■ **TASK INSTRUCTIONS**: Output the line that contains "in glove with a single pin per instance." and every line after it to the end of the entries, with nothing added or left out.

--- EXTRACTED DATA ---

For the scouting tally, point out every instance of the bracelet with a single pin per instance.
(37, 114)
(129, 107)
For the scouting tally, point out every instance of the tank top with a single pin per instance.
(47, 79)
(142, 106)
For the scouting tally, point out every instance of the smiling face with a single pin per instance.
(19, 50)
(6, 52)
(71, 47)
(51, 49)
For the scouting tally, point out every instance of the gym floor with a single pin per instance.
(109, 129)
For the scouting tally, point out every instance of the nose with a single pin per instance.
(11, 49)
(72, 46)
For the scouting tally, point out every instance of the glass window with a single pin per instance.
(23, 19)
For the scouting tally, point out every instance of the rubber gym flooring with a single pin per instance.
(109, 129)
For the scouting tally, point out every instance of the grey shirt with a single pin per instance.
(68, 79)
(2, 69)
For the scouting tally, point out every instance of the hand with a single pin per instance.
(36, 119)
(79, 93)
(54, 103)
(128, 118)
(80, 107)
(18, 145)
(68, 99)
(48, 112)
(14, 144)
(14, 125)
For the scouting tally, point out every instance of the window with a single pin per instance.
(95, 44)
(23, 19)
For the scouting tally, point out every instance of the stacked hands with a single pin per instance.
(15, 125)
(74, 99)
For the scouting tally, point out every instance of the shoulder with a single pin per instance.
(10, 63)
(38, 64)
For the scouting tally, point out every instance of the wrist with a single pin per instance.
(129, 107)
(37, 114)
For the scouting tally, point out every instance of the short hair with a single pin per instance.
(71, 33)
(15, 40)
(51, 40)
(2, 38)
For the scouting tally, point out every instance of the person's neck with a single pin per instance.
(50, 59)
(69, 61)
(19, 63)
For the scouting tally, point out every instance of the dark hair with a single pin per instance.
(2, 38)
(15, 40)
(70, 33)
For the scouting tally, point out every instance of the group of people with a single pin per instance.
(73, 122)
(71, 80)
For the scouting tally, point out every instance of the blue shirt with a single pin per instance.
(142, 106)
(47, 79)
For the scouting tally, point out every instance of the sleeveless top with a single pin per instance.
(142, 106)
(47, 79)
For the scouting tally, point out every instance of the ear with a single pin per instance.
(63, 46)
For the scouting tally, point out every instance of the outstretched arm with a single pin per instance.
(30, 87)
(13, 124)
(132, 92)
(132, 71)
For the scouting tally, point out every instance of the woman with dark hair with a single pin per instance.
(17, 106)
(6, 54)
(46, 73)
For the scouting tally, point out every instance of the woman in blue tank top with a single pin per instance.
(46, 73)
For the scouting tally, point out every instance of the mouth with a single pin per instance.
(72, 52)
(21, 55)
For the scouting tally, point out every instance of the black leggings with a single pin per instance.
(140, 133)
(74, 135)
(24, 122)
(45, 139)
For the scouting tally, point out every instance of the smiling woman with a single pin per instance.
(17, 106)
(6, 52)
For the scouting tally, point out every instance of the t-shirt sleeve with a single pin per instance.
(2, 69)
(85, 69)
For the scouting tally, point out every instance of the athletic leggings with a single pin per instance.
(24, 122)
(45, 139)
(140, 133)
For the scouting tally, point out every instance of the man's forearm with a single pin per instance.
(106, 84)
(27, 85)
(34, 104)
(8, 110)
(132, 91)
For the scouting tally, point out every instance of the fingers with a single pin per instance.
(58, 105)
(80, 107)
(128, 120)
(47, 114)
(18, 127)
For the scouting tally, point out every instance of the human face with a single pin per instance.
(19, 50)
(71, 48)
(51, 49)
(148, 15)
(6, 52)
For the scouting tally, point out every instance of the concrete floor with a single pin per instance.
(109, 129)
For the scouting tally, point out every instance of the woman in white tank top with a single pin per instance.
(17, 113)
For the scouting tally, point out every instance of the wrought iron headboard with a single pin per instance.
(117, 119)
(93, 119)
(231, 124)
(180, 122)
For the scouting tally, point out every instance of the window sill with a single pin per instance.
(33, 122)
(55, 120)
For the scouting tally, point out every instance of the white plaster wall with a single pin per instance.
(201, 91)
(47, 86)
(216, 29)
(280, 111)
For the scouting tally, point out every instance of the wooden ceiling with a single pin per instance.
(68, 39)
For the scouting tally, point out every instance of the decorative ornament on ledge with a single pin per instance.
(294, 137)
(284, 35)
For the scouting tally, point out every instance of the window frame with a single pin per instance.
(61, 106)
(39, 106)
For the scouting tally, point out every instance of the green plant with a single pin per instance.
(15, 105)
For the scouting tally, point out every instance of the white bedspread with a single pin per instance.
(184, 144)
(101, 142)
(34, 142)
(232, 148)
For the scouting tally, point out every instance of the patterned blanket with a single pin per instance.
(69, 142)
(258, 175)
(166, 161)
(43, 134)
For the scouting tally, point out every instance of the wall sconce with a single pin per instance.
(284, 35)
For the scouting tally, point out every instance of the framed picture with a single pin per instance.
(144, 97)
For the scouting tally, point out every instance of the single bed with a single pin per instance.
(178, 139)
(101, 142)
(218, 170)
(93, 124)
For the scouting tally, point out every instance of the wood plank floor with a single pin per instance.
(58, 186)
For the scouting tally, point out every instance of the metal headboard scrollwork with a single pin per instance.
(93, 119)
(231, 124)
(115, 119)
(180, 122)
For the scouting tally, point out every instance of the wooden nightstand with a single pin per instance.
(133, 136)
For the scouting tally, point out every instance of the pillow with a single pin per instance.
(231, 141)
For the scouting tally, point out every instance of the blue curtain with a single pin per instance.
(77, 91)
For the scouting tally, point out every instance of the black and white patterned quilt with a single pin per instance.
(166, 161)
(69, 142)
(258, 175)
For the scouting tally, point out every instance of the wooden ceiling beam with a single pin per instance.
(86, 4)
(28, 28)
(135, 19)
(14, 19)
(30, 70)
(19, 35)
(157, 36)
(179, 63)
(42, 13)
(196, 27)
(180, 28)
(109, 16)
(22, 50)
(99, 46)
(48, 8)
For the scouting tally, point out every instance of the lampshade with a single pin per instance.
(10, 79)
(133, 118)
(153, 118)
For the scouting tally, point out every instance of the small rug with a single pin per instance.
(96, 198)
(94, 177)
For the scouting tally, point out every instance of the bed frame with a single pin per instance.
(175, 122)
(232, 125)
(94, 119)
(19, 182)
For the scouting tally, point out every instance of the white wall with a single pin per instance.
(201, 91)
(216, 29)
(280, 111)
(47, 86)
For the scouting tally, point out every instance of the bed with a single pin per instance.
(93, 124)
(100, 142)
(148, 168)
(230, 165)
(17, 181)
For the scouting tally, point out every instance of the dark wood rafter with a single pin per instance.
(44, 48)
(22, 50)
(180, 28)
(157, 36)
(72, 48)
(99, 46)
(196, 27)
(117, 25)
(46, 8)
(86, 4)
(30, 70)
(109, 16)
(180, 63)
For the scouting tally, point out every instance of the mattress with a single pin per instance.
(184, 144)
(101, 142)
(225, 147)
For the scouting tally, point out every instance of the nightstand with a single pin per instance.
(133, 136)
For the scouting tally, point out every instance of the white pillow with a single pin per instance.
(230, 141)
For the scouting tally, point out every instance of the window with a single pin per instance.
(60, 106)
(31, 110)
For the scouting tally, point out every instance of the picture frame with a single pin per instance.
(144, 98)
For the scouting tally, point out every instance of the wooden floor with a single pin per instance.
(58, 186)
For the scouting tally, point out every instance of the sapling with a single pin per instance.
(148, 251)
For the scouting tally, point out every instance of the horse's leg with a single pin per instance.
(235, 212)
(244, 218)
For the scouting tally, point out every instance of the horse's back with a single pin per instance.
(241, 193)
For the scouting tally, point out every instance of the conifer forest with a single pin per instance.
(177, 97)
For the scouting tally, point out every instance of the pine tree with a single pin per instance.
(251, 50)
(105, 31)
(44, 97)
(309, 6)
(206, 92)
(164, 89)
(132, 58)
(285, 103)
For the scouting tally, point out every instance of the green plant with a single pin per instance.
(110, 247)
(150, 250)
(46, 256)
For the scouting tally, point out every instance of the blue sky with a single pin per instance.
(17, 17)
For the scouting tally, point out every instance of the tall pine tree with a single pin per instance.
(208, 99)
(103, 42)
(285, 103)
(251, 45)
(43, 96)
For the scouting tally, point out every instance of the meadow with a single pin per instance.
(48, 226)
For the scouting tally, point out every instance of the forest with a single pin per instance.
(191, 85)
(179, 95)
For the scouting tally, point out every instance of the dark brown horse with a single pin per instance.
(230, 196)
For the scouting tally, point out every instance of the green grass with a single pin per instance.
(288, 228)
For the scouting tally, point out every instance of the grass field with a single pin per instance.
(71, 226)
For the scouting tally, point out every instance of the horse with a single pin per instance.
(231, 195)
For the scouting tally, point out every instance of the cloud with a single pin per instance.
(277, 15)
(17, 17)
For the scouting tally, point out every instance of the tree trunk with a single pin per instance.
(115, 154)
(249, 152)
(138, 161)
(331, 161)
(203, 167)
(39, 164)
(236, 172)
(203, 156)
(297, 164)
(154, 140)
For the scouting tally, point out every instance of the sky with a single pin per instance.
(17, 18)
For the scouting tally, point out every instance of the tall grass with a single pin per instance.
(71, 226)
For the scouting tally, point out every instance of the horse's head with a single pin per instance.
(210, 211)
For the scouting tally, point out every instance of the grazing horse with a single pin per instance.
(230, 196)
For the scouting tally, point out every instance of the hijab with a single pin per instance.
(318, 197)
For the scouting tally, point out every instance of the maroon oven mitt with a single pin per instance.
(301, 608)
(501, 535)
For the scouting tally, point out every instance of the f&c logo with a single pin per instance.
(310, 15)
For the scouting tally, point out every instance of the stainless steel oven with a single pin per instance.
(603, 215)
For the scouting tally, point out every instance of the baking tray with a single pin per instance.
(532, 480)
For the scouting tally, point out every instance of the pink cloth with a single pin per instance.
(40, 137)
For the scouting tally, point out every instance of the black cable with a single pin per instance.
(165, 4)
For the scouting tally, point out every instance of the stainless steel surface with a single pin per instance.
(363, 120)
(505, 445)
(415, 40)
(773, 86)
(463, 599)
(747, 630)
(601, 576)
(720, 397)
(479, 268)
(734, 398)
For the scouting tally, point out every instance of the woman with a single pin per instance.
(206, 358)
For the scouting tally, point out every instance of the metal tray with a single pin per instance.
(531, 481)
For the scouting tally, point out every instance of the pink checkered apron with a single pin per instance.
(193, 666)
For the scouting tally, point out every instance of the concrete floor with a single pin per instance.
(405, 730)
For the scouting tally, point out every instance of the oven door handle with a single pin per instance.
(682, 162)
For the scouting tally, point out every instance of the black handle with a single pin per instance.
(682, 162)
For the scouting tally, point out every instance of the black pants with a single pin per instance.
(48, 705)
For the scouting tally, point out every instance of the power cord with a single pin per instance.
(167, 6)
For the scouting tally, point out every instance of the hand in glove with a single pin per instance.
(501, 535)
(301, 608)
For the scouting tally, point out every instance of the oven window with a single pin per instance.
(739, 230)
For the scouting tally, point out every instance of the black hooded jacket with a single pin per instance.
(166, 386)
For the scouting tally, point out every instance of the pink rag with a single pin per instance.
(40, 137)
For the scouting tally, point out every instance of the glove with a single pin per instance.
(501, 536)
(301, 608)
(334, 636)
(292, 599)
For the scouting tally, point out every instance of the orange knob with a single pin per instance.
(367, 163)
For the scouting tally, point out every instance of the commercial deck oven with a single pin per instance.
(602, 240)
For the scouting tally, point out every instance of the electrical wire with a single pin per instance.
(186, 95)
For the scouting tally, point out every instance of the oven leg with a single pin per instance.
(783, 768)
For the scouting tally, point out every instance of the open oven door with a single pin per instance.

---

■ **WRITTEN REPLY**:
For the scouting tally, point out every instance of the hand in glove with a single pin per instance.
(501, 535)
(301, 608)
For the scouting tally, point out every instance of the oven window with a single pin per instance.
(739, 230)
For the scouting tally, point out every instance of the black hooded jacket with a single pin per instance.
(166, 386)
For the scouting tally, point out every instance of the pink rag with a single pin per instance.
(40, 137)
For the scouting tally, point out every instance of the glove with a single pin per instance.
(501, 536)
(301, 608)
(334, 636)
(292, 599)
For the scouting tally, point out every instance of the orange knob with a single pin per instance.
(367, 163)
For the scouting tally, point out every instance of the commercial deck oven with a single pin per instance.
(602, 240)
For the scouting tally, point out every instance of the electrical wire with a single pin per instance.
(186, 95)
For the scouting tally, point out every instance of the oven leg with a single pin per instance.
(783, 768)
For the scouting tally, point out every instance of the open oven door with a single pin per instance.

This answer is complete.